THE PROBLEM:
Please answer these three questions from the interview excerpt below, one per line:
1. According to Mauria Finley, what was Netscape fundamentally at?
2. How many people were on the team she was put in charge of after the AOL acquisition?
3. What firm backed Good Technology?

SOURCE EXCERPT:
Alejandro: Yeah. I remember that was the time of the internet browsing wars. I’m sure that this, for you, gave you a lot of visibility into, for example, how to deal with adversity.

Mauria Finley: Yeah. Obviously, Ben Horowitz was at Netscape at that time, and I’m a huge fan of his writing. He writes about wartime versus peacetime CEO. At Netscape, we were fundamentally at war. We were fighting to survive, and that feeling of fighting to survive, and we’re all in it together—when I fast-forward, that’s part of why I love running startups: this notion that we’re going to create something out of nothing and against all odds make it work. For better or worse, I thrive on that. I’m not meant for peacetime. I actually like the fight.

Alejandro: Very cool. Netscape was acquired by AOL, and this was an interesting point in time for you because you got to learn how to be a manager. So what does being a manager look like?

Mauria Finley: Yeah. It was an interesting time. I was probably 25 or 26 years old and quite geeky, frankly. I had just come out of my computer science degrees, and all of the sudden, they put me in charge of a 20-person team of product managers both in Mountain View and in Dulles. Every single person on my team was older than me, some significantly older than me. I was running some of the coolest products in the world like AOL mail, AOL chat, AOL homepages, back when they were huge. They were the biggest in the U.S., maybe even globally. But I was like this little know-it-all running this team of people actually much older than me, and I quickly had to learn that not everyone’s wired like me. People have different goals and different ways they want to be communicated with. It was a really incredible opportunity to get to learn that at an early age and to be able to work on some of these huge consumer offerings that were being used by tons of people.

Alejandro: Got it. Then you chose to move to Good Technology. Why?

Mauria Finley: Yeah. During my time at Netscape and AOL, there was a VP of engineering I worked with for most of that time. He went and co-founded a company called Good Technology, which was a mobile company in the early 2000s, and he recruited me to join a few weeks later. I think his joke in recruiting was how long until you make the inevitably correct decision? For me, it was about following someone that I deeply believe in.

Alejandro: This was a company backed by Kleiner Perkins. Probably, at this point, you were starting to have some insights into the whole venture capital world, and this was early on. We’re talking about the early 2000s. The landscape, now, probably has nothing to do with the landscape that was back then.

DATA ENTRIES:
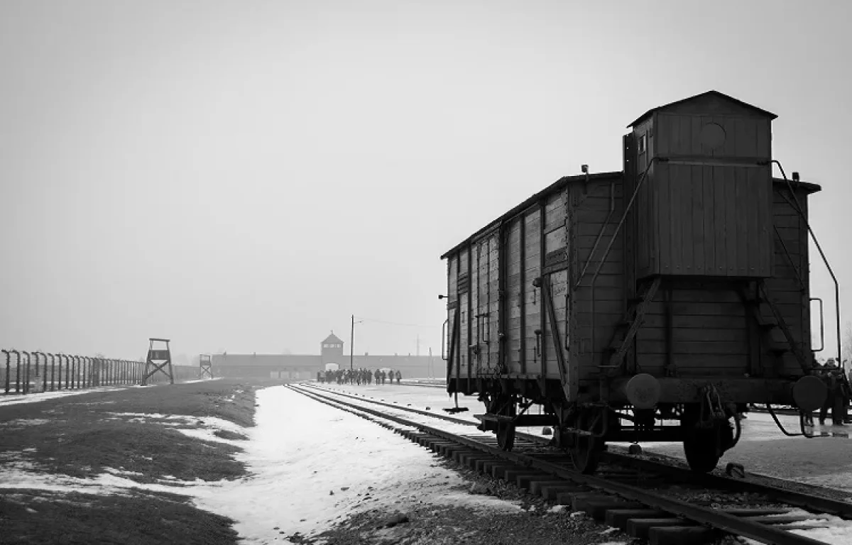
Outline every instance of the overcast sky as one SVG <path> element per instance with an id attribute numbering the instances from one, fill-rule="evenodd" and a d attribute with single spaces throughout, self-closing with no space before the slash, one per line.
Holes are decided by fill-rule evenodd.
<path id="1" fill-rule="evenodd" d="M 357 324 L 356 353 L 437 353 L 445 250 L 581 164 L 620 170 L 628 123 L 709 89 L 776 113 L 775 158 L 825 189 L 852 318 L 850 20 L 841 0 L 0 0 L 0 345 L 319 353 L 334 330 L 348 351 L 355 314 L 411 324 Z"/>

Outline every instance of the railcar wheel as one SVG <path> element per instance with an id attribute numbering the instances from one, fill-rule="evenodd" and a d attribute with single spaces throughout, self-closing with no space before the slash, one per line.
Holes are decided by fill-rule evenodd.
<path id="1" fill-rule="evenodd" d="M 584 432 L 600 433 L 603 431 L 603 412 L 594 409 L 581 410 L 574 421 L 574 427 Z M 587 475 L 595 473 L 601 462 L 601 453 L 603 452 L 603 439 L 591 435 L 575 435 L 573 443 L 571 458 L 574 468 Z"/>

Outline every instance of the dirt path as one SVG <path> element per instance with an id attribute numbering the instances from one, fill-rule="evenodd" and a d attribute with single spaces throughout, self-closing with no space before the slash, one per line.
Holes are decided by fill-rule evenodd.
<path id="1" fill-rule="evenodd" d="M 179 494 L 180 481 L 245 474 L 233 458 L 239 447 L 205 440 L 204 430 L 215 419 L 253 426 L 255 389 L 271 384 L 220 380 L 0 406 L 0 541 L 236 543 L 233 521 L 195 508 Z M 216 435 L 245 439 L 222 427 Z M 18 484 L 9 487 L 13 474 Z M 111 488 L 113 475 L 142 485 L 164 484 L 175 493 Z M 22 487 L 20 479 L 28 476 L 37 487 Z M 81 490 L 67 485 L 69 479 L 101 479 L 106 488 Z"/>

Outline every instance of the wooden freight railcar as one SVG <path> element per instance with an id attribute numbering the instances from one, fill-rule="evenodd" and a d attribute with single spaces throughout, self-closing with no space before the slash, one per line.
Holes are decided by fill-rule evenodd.
<path id="1" fill-rule="evenodd" d="M 820 406 L 820 187 L 773 178 L 774 118 L 716 91 L 654 108 L 624 137 L 624 171 L 584 167 L 442 256 L 447 389 L 479 395 L 504 449 L 550 425 L 584 472 L 606 441 L 682 441 L 709 471 L 746 404 Z"/>

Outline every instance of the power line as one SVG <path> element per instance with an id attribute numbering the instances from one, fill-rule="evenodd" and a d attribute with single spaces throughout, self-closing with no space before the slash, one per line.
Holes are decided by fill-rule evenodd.
<path id="1" fill-rule="evenodd" d="M 363 316 L 356 316 L 355 318 L 357 318 L 360 320 L 364 320 L 365 322 L 373 322 L 373 323 L 376 323 L 376 324 L 385 324 L 387 325 L 400 325 L 400 326 L 403 326 L 403 327 L 422 327 L 422 328 L 435 328 L 435 329 L 440 327 L 440 325 L 436 325 L 435 324 L 433 324 L 432 325 L 423 325 L 421 324 L 400 324 L 399 322 L 388 322 L 388 321 L 385 321 L 385 320 L 377 320 L 377 319 L 374 319 L 374 318 L 364 318 Z"/>

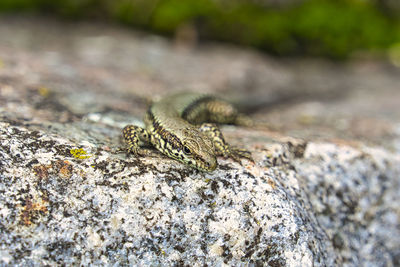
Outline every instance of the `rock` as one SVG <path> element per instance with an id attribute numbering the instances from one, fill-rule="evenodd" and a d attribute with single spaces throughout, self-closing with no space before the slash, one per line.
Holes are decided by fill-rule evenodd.
<path id="1" fill-rule="evenodd" d="M 141 69 L 118 53 L 106 58 L 98 56 L 104 51 L 81 50 L 80 38 L 88 39 L 79 31 L 55 41 L 35 25 L 28 32 L 48 38 L 34 45 L 24 39 L 29 33 L 16 34 L 24 29 L 0 27 L 9 40 L 0 42 L 1 264 L 399 264 L 398 150 L 340 135 L 295 138 L 265 127 L 224 126 L 229 142 L 251 150 L 255 164 L 220 158 L 216 171 L 203 173 L 152 149 L 127 157 L 122 127 L 140 123 L 146 96 L 176 82 L 175 69 L 156 63 L 179 54 L 171 55 L 161 39 L 133 38 L 132 46 L 145 51 L 133 49 L 134 57 L 149 63 Z M 108 40 L 99 48 L 107 53 L 132 51 L 129 44 L 101 40 Z M 149 50 L 140 45 L 146 42 Z M 205 73 L 205 58 L 214 57 L 190 53 L 185 57 L 196 57 L 195 68 Z M 199 86 L 186 69 L 179 79 Z M 288 69 L 282 67 L 283 76 Z M 229 80 L 230 74 L 219 74 L 198 88 Z M 140 89 L 129 91 L 129 84 Z M 395 129 L 387 124 L 382 134 Z M 398 140 L 390 136 L 387 143 Z"/>

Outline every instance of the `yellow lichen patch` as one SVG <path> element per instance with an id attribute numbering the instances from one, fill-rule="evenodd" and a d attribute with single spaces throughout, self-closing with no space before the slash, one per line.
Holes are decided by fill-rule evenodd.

WRITTEN RESPONSE:
1. War
2. 20
3. Kleiner Perkins